## 抜粋箇所
------------

昨年は、秋晴れの海の近くで、ヨコハマ尽くしの会だった。
↓
今回は何と
「国宝『如庵』の写しの小間なんですって!」
「わー、行きます、楽しみです!」
というワケで、
イラストレーターの岡田知子さんと連れ立ち、川崎市民プラザへ。
イベントホールや、プールもある立派な施設を通り過ぎ
数分も歩けば
小川の流れる音がさらさらと心地良い、自然豊かな日本庭園が
広がっていて、
お茶室はそのもっとも奥まったところにあり、
端正なたたずまいで私たちを迎えてくれた。
如庵は織田信長の末弟で、俗に言うキリシタン大名の一人、
織田有楽斎(うらくさい)の手による武家好みの茶室。
オリジナルは現在、愛知県にあるが、そちらは見学のみとのこと。
こちらの、市民プラザ内にある小高庵は、その如庵を模した造り。
当時の要人が一服の茶を愉しんだひとときを疑似体験できる、
めったにない機会だ。
上の写真左上の正面は、刀を預ける部屋。
小間には茶室内に刀をかける場所があるところも多いが、
如庵はその点、贅沢なつくりで、刀を保管するためだけの部屋が別にあり、
お付の者が見張りで居ることもあったそう。
間取りは2畳半。5人の客と亭主、そして社中の先生が同席の計7人で
ちょうど良いくらいの広さ。
「電灯をつけることもできるのだけれど、
今回は敢えて自然光だけで……」
外はときおり小雨が落ちてくる、重い曇天。
小間では炉の炭だけが、生き生きした赤色を持ち、
お道具も、壁の「暦張り」も、私たちの着物すらも
深いセピアのベールがかかったよう。
茶花の石蕗も、九谷の可愛い巾着型の香合も、
シルエットがほんのり浮かび上がるくらいにしか見えない。
ただ一つ、季節の変わり目にかけられることが多いと聞いた
お軸の「関」の字の墨が、色濃く壁から浮き上がり、
小間を見守っている。

------------

## 提供情報
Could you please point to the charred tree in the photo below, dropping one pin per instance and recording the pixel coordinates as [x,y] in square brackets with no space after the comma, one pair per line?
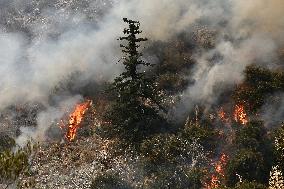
[134,113]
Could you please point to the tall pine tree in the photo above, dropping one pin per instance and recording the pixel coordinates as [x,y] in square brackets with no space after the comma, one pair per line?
[134,113]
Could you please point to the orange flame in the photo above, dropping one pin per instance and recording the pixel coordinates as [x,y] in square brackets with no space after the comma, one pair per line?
[223,116]
[240,115]
[75,118]
[219,172]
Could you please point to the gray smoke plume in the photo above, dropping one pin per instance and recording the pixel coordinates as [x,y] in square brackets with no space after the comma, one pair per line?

------------

## 目的
本文の「イベントホールや、プールもある立派な施設を通り過ぎ」から「上の写真左上の正面は、刀を預ける部屋。」までを、一字一句違えずに書き写してもらえますか。 回答には本文のみを用いてください。

## 回答全文
イベントホールや、プールもある立派な施設を通り過ぎ
数分も歩けば
小川の流れる音がさらさらと心地良い、自然豊かな日本庭園が
広がっていて、
お茶室はそのもっとも奥まったところにあり、
端正なたたずまいで私たちを迎えてくれた。
如庵は織田信長の末弟で、俗に言うキリシタン大名の一人、
織田有楽斎(うらくさい)の手による武家好みの茶室。
オリジナルは現在、愛知県にあるが、そちらは見学のみとのこと。
こちらの、市民プラザ内にある小高庵は、その如庵を模した造り。
当時の要人が一服の茶を愉しんだひとときを疑似体験できる、
めったにない機会だ。
上の写真左上の正面は、刀を預ける部屋。